# start of Given entries

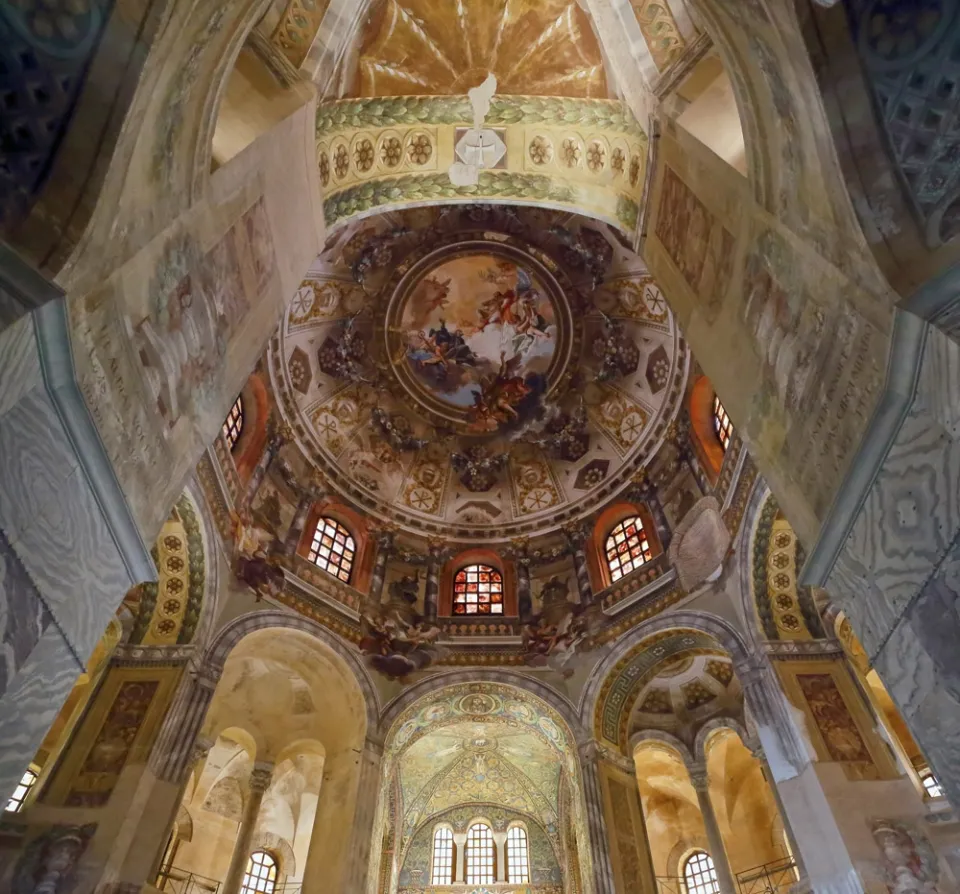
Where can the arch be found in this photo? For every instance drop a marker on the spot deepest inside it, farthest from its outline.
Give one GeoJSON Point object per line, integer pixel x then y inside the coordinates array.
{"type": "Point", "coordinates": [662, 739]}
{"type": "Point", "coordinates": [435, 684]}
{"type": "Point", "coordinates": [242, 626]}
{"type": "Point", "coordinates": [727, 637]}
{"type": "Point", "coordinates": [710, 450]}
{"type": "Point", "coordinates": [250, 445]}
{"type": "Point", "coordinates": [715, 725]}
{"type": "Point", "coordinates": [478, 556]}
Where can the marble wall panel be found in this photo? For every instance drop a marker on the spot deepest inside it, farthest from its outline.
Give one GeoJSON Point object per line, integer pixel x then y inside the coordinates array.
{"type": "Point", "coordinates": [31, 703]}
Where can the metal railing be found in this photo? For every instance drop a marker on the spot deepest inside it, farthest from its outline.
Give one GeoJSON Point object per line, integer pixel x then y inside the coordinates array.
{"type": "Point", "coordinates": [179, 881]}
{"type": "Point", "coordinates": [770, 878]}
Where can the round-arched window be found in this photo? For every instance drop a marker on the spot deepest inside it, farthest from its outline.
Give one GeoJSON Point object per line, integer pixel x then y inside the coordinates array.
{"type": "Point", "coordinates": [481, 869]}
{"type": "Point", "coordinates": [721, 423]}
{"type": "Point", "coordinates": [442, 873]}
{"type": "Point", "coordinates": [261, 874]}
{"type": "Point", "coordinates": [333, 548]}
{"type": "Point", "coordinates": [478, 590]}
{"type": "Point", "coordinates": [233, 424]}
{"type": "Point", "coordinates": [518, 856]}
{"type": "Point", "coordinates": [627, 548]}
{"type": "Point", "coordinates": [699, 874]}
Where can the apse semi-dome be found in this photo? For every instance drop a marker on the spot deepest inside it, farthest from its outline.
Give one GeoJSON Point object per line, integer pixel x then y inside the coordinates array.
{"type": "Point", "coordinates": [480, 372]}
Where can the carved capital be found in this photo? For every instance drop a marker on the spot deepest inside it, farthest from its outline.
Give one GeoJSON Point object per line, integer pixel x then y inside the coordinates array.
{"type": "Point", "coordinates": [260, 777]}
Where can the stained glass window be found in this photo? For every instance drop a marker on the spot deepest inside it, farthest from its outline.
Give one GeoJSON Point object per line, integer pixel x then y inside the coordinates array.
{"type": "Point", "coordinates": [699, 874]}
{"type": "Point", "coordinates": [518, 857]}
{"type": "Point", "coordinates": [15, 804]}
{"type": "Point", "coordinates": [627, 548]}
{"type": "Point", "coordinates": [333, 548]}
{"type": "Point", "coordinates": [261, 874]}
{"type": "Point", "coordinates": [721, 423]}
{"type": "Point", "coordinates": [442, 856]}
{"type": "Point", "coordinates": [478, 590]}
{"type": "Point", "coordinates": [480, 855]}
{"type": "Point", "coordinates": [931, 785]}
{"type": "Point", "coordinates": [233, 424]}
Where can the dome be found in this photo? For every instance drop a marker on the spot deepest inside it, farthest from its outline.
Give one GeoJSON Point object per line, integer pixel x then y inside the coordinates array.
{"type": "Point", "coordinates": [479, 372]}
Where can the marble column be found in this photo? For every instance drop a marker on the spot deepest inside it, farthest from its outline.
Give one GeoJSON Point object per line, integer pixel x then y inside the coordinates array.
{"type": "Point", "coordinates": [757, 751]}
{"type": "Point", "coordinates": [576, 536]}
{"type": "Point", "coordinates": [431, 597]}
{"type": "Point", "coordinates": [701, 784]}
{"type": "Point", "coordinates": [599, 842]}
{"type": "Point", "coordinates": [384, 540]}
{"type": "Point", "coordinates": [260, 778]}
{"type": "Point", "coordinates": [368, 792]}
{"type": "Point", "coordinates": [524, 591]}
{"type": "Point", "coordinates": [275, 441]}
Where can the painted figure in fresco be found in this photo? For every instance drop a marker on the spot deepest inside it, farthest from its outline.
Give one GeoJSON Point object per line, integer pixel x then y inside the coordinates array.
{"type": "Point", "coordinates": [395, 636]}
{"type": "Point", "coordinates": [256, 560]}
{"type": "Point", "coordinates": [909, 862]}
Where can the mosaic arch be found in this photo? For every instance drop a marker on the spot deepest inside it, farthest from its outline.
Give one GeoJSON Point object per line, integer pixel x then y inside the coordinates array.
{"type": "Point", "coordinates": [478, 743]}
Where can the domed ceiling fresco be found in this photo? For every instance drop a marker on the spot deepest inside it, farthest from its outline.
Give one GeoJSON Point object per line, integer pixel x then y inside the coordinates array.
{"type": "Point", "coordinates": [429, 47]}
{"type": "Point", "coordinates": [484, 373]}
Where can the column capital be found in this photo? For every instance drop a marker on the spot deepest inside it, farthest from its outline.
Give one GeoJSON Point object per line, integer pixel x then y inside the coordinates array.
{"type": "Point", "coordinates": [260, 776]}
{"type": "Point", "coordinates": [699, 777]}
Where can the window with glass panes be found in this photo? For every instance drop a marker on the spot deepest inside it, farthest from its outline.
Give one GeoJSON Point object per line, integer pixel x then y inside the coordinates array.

# end of Given entries

Omit the pictures, then quote the rest of the material above exactly.

_Final result_
Where can the arch be found in this photo? For every instance drop a marker on the spot deepest inside it, farthest from its outline.
Give one GeoJSON Point object per line, integer pixel x then y inside the coordinates array.
{"type": "Point", "coordinates": [662, 739]}
{"type": "Point", "coordinates": [435, 684]}
{"type": "Point", "coordinates": [242, 626]}
{"type": "Point", "coordinates": [727, 637]}
{"type": "Point", "coordinates": [710, 450]}
{"type": "Point", "coordinates": [250, 445]}
{"type": "Point", "coordinates": [715, 725]}
{"type": "Point", "coordinates": [478, 556]}
Where can the marble wall panel be found in this photo? For every instance drop a marker on the spot deepest inside it, farthest from its outline.
Give one GeoJSON Point object per line, integer pixel x then y inside the coordinates array.
{"type": "Point", "coordinates": [31, 703]}
Where can the metal railing be found in this photo? For every instance drop a marker on the spot deepest inside it, farthest from its outline.
Give one GeoJSON Point object per line, integer pixel x then y inside the coordinates array.
{"type": "Point", "coordinates": [179, 881]}
{"type": "Point", "coordinates": [770, 878]}
Where can the round-arched window be found in this photo? For every instance drop a marker on the spot deepest inside it, farthest from its outline.
Give one GeoJSON Point object per line, integer pixel x then y inside the coordinates array.
{"type": "Point", "coordinates": [481, 869]}
{"type": "Point", "coordinates": [721, 423]}
{"type": "Point", "coordinates": [442, 873]}
{"type": "Point", "coordinates": [261, 874]}
{"type": "Point", "coordinates": [333, 548]}
{"type": "Point", "coordinates": [478, 590]}
{"type": "Point", "coordinates": [233, 424]}
{"type": "Point", "coordinates": [518, 856]}
{"type": "Point", "coordinates": [627, 548]}
{"type": "Point", "coordinates": [699, 874]}
Where can the apse semi-dome be found in this photo? For every instance drop a marker on the spot deepest inside it, farthest from its outline.
Give one GeoJSON Point object per line, integer pixel x then y inside the coordinates array.
{"type": "Point", "coordinates": [480, 372]}
Where can the carved capital be found in this photo? For every instance drop a marker on the spot deepest inside it, farthest from its outline.
Give one GeoJSON Point object per line, integer pixel x then y inside the coordinates array.
{"type": "Point", "coordinates": [260, 777]}
Where can the stained glass window be found in this photo? For every instance drop a marker on the spot deepest inside it, farthest from its outline.
Give one GeoJSON Point object per line, integer pixel x then y inside the coordinates array.
{"type": "Point", "coordinates": [699, 874]}
{"type": "Point", "coordinates": [518, 857]}
{"type": "Point", "coordinates": [15, 804]}
{"type": "Point", "coordinates": [627, 548]}
{"type": "Point", "coordinates": [333, 548]}
{"type": "Point", "coordinates": [261, 874]}
{"type": "Point", "coordinates": [721, 423]}
{"type": "Point", "coordinates": [442, 856]}
{"type": "Point", "coordinates": [478, 590]}
{"type": "Point", "coordinates": [480, 855]}
{"type": "Point", "coordinates": [931, 785]}
{"type": "Point", "coordinates": [233, 424]}
Where can the dome be found in this photo? For every instance drop a marker on the spot deepest inside it, farthest from its outline.
Give one GeoJSON Point object per line, integer pixel x then y inside the coordinates array.
{"type": "Point", "coordinates": [479, 372]}
Where can the marble column be found in this photo? For every instance drop a marker on the spot deepest inside it, farthest from its outline.
Give one GeoJSON Point object per line, integer pixel x then y inside the coordinates array.
{"type": "Point", "coordinates": [757, 751]}
{"type": "Point", "coordinates": [576, 536]}
{"type": "Point", "coordinates": [431, 597]}
{"type": "Point", "coordinates": [701, 784]}
{"type": "Point", "coordinates": [599, 842]}
{"type": "Point", "coordinates": [384, 540]}
{"type": "Point", "coordinates": [260, 778]}
{"type": "Point", "coordinates": [368, 792]}
{"type": "Point", "coordinates": [524, 591]}
{"type": "Point", "coordinates": [275, 441]}
Where can the painted figure in fresco be found in this photo? For every instance drop a marker on the spot deepest inside it, farthest from its outline.
Give one GeoJSON Point object per line, integer pixel x then y inside the coordinates array.
{"type": "Point", "coordinates": [395, 636]}
{"type": "Point", "coordinates": [256, 560]}
{"type": "Point", "coordinates": [909, 862]}
Where can the mosaic arch be found in this photo? For every instance drop a marker on the spot deepest inside it, farthest from its outline.
Give one GeoJSON Point object per line, integer pixel x then y inside the coordinates array.
{"type": "Point", "coordinates": [478, 743]}
Where can the domed ceiling fresco be found in this photo? For every instance drop a marker on the spot deepest inside it, farthest from its outline.
Give one GeoJSON Point object per line, integer pixel x then y inside the coordinates array.
{"type": "Point", "coordinates": [429, 47]}
{"type": "Point", "coordinates": [484, 373]}
Where can the column capital be found in this photo? For every instance drop a marker on the spot deepest inside it, farthest from its outline.
Give one GeoJSON Point object per line, integer pixel x then y inside the coordinates array.
{"type": "Point", "coordinates": [260, 776]}
{"type": "Point", "coordinates": [699, 777]}
Where can the window with glass panes be found in this photo? For every instance drop a marker on the spot deepest inside it, farthest from its outline.
Give one GeoJSON Point object per line, integer pixel x then y inside the coordinates array.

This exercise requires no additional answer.